--- Start Text ---
"Stranger Things" is a song recorded by Norwegian DJ and record producer Kygo, featuring American pop rock band OneRepublic. It was composed by Kygo, Ryan Tedder and Casey Smith, with lyrics written by Tedder and production handled by Kygo. It was released on 24 January 2018 by Sony and Ultra Music, as the second single from Kygo's second studio album, Kids in Love (2017). Alan Walker remixed this song in February 2018.

Critical reception
Kat Bein of Billboard deemed the song an "emotive pop ballad" with "a slow, steady build". David Rishty of the same publication wrote that it "taps into some Bruce Springsteen vibes with strumming guitars, underground narratives and a pushing voice". Mike Wass of Idolator named the song "one of the most anthemic" on the album.
--- End Text ---
--- Start Information shown ---
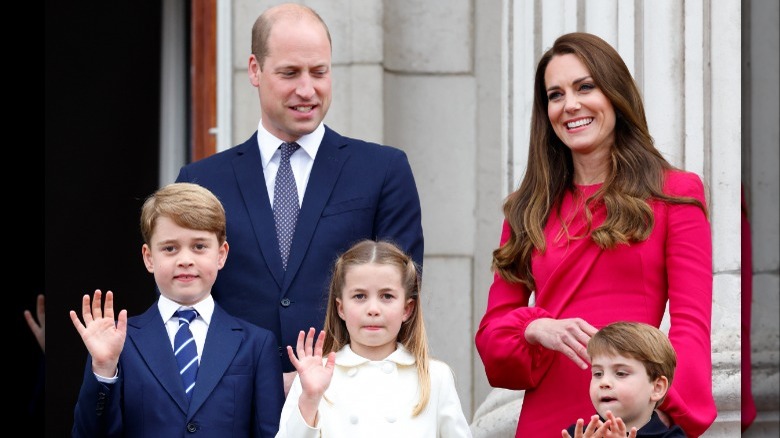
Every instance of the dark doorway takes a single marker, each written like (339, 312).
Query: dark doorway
--- End Information shown ---
▸ Complete the following:
**A.** Name every critic quoted in the article on the Kygo song "Stranger Things," along with the publication each one wrote for.
**B.** Carry on the article on the Kygo song "Stranger Things" from the point where it stops.

▸ The replies:
**A.** Kat Bein (Billboard), David Rishty (Billboard), Mike Wass (Idolator)

**B.**
Music video
The accompanying music video was directed by Tim Mattia. It depicts a love story of a young couple, who are tired of their jobs at the diner and mechanic's office. Intercut with clips of them drinking beers in chained-fence yards and buying groceries, they later broke into a mansion in Los Angeles, where they make out in their underwear. The female partner was eventually caught by the police.

Credits and personnel
Credits adapted from Tidal.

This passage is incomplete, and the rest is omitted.